**Material provided:**
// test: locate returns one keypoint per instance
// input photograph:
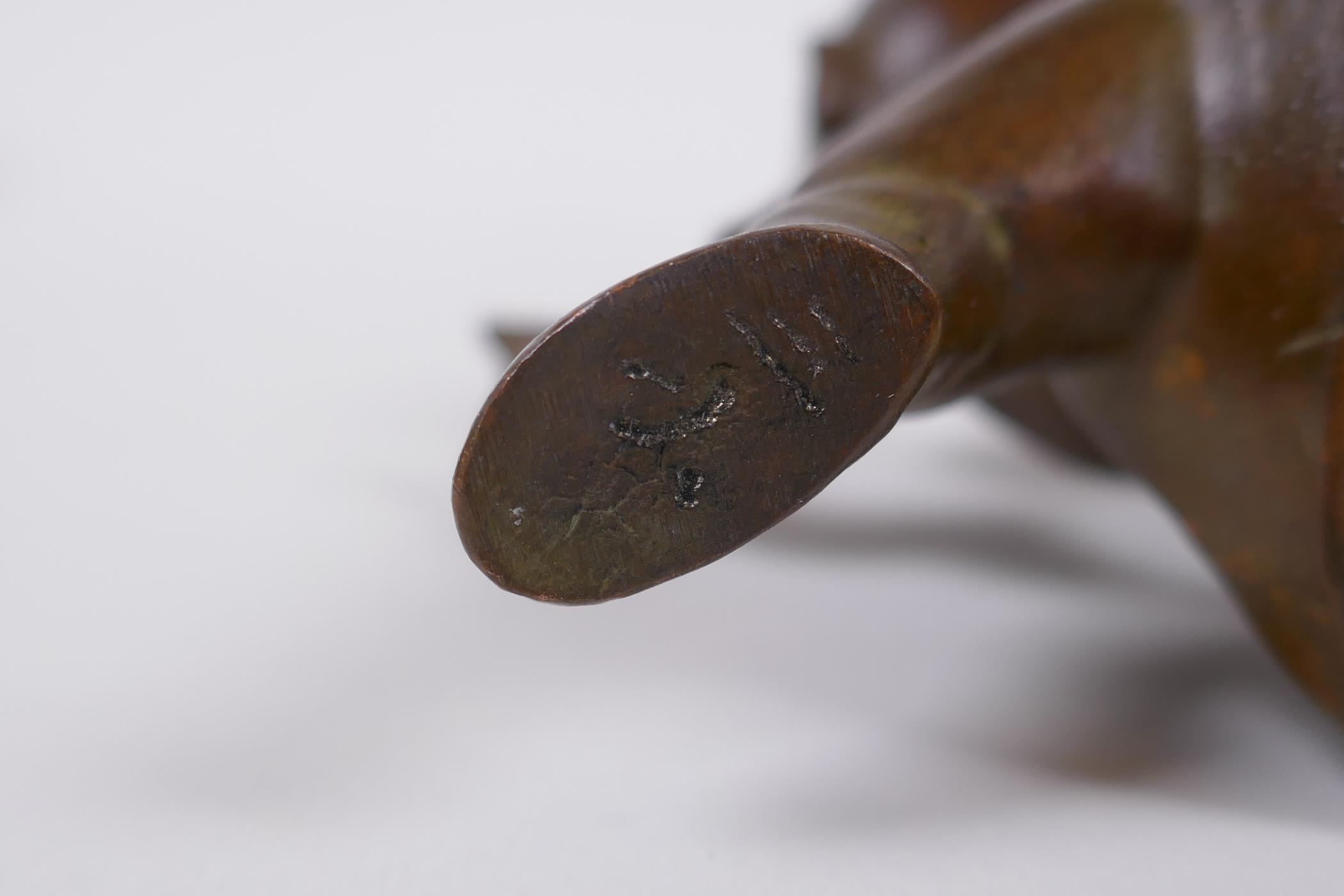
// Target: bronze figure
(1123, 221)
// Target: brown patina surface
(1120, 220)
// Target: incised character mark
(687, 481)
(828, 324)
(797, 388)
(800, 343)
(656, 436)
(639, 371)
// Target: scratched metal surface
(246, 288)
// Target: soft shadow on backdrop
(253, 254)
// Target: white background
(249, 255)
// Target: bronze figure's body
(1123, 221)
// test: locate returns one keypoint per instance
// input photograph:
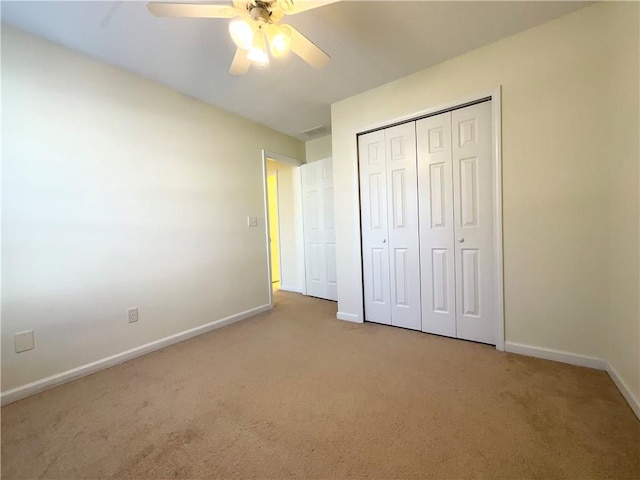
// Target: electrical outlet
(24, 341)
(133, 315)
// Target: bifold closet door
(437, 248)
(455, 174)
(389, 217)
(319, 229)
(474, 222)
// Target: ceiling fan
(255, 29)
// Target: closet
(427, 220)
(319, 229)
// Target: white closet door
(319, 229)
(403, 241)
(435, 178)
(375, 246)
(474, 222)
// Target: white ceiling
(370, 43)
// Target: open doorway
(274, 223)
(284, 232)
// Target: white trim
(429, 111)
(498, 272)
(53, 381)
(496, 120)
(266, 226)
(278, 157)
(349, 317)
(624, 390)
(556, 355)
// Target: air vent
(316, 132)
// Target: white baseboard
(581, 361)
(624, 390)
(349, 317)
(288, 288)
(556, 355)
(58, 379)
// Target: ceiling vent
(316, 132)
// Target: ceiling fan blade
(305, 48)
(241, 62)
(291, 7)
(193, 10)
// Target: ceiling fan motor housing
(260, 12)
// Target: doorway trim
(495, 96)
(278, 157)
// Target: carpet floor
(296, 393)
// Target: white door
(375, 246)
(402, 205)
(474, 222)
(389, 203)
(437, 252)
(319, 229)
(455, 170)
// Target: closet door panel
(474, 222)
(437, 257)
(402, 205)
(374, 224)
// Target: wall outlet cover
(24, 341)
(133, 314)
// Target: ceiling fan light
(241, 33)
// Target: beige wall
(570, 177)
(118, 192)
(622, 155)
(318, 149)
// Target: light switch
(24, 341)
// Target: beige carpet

**Prompt:**
Restate, word for word, the final stretch of the entries above: the line containing "Target: carpet floor" and every line after it, up to and including the last.

**Final answer:**
// Target: carpet floor
(296, 393)
// Target: white door
(375, 246)
(402, 205)
(474, 222)
(389, 203)
(437, 252)
(319, 229)
(455, 170)
// Target: closet door panel
(474, 222)
(437, 257)
(402, 205)
(374, 224)
// Target: wall outlet cover
(24, 341)
(133, 314)
// Target: ceiling fan light
(241, 33)
// Target: beige wall
(570, 177)
(118, 192)
(622, 155)
(318, 149)
// Target: light switch
(24, 341)
// Target: beige carpet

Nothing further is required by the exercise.